— Short problem —
Lines before the one containing "Please identify the road" are excluded; retype that line and all remaining lines of the material exactly.

— Record set —

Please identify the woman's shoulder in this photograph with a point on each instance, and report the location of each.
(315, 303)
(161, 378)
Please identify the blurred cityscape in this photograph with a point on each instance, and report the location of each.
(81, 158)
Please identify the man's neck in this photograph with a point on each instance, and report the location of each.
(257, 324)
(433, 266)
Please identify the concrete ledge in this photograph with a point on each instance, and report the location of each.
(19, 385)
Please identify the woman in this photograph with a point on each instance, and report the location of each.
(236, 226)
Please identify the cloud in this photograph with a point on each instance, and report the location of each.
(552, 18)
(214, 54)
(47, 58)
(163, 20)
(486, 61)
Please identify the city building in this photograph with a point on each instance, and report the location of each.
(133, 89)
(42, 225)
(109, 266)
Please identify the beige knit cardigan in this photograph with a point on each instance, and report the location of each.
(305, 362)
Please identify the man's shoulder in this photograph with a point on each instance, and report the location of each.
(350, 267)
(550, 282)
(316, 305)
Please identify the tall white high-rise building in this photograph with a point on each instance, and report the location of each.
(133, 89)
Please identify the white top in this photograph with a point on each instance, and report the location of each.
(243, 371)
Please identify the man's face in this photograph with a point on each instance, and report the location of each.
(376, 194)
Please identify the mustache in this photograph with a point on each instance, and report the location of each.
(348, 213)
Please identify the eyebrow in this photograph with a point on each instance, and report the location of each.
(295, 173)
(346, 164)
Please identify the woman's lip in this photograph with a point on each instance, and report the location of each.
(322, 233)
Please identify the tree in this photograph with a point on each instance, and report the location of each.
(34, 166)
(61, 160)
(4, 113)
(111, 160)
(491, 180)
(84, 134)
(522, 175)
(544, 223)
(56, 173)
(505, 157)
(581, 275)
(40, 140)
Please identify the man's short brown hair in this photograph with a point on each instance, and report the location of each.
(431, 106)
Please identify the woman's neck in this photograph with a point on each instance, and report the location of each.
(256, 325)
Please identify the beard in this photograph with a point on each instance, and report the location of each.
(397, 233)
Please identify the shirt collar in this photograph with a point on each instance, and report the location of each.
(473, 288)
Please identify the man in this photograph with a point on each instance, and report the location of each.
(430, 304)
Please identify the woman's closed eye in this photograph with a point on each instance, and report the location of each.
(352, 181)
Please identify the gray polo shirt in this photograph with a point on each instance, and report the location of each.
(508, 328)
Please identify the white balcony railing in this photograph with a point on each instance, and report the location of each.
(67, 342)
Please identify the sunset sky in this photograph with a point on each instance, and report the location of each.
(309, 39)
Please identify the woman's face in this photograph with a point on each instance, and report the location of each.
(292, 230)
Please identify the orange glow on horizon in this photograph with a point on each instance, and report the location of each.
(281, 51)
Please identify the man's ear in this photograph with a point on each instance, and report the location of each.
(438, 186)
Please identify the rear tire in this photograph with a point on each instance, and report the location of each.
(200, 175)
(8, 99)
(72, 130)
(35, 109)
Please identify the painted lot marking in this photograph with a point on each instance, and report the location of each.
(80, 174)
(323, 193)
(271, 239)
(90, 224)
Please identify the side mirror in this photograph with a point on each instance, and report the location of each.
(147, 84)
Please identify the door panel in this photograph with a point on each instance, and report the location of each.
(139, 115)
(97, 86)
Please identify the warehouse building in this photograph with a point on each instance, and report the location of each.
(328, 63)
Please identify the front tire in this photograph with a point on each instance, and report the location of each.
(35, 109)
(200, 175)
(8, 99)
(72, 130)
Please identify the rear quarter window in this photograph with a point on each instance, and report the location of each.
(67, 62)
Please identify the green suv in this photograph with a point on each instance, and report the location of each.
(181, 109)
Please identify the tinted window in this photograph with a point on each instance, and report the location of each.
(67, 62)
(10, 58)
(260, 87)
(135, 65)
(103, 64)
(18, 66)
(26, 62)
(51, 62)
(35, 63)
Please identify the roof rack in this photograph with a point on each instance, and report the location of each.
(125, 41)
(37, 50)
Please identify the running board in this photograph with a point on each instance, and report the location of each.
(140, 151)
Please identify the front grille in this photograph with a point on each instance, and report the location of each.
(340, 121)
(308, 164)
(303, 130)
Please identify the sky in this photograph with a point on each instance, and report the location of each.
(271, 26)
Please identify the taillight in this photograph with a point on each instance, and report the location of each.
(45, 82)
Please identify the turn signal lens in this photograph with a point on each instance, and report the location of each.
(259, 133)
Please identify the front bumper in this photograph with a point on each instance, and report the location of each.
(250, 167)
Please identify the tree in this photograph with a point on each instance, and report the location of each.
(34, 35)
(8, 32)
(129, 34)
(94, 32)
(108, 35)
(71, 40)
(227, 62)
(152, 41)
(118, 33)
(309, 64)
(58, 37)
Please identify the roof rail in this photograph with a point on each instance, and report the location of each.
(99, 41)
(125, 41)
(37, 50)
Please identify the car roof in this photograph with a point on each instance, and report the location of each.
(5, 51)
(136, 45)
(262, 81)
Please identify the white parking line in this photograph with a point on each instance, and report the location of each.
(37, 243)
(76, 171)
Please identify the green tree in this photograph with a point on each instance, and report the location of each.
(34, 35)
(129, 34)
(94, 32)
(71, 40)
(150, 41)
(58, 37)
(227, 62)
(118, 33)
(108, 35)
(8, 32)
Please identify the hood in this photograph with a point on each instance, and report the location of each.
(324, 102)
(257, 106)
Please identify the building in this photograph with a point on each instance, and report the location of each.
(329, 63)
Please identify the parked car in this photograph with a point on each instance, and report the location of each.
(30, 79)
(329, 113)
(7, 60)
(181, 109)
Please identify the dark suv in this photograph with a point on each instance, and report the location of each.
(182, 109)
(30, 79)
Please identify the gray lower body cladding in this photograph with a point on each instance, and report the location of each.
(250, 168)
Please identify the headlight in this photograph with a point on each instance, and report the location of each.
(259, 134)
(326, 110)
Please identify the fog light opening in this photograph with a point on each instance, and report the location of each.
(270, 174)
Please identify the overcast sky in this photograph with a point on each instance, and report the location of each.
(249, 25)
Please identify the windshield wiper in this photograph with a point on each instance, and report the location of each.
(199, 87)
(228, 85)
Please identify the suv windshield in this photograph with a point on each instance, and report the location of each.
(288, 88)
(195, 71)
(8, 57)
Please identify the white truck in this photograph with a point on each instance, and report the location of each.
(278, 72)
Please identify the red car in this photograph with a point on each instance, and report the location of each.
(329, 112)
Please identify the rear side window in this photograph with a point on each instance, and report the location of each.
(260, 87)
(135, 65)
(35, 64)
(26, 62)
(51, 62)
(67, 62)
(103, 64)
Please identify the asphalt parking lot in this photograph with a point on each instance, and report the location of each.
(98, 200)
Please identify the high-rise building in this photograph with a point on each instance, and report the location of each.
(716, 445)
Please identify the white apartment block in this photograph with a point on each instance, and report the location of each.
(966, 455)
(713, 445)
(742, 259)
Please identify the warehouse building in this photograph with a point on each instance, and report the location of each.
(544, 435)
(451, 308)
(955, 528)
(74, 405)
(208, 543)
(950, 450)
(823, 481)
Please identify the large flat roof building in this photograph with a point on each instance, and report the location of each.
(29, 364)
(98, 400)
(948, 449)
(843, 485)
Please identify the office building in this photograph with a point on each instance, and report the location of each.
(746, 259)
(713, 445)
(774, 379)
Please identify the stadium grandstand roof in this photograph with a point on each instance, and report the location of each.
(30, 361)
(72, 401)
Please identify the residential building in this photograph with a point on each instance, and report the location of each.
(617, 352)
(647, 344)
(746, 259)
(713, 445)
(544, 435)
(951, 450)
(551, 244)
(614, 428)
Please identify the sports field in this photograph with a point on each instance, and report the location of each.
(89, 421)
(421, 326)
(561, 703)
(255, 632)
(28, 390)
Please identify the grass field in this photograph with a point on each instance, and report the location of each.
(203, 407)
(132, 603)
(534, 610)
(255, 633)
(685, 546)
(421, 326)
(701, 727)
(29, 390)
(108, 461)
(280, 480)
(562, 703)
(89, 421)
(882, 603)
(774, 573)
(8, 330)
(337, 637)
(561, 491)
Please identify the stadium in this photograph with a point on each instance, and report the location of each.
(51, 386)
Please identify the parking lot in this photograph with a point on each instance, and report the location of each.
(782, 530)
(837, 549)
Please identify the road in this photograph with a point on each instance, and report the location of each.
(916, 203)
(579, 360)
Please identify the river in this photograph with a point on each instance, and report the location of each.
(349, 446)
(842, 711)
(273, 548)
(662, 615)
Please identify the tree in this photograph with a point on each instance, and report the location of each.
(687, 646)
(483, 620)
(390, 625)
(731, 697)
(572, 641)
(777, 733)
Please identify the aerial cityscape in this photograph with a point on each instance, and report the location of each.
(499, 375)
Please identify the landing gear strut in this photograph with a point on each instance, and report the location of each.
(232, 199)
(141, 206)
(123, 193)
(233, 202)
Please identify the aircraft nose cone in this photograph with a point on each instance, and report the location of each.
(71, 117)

— Problem solution —
Please identify the road in this photograph with a point on each instance, and report the location of each.
(916, 203)
(579, 360)
Please identify the river in this photograph with a point on each instance, and report the location of each.
(349, 446)
(842, 711)
(273, 548)
(662, 615)
Please identify the tree in this photograph with a point on each instance, and report the location of each.
(687, 646)
(483, 620)
(390, 625)
(731, 697)
(572, 641)
(777, 733)
Please identify the aerial cityscape in this photograph with a point on each instance, and report the location of each.
(499, 375)
Please identify the landing gear strut in this photograph with a point on each instance, and report the location of each.
(232, 199)
(141, 206)
(123, 193)
(233, 202)
Please identify the aircraft nose cone in this photograph with a point on each instance, and report the location of each.
(71, 117)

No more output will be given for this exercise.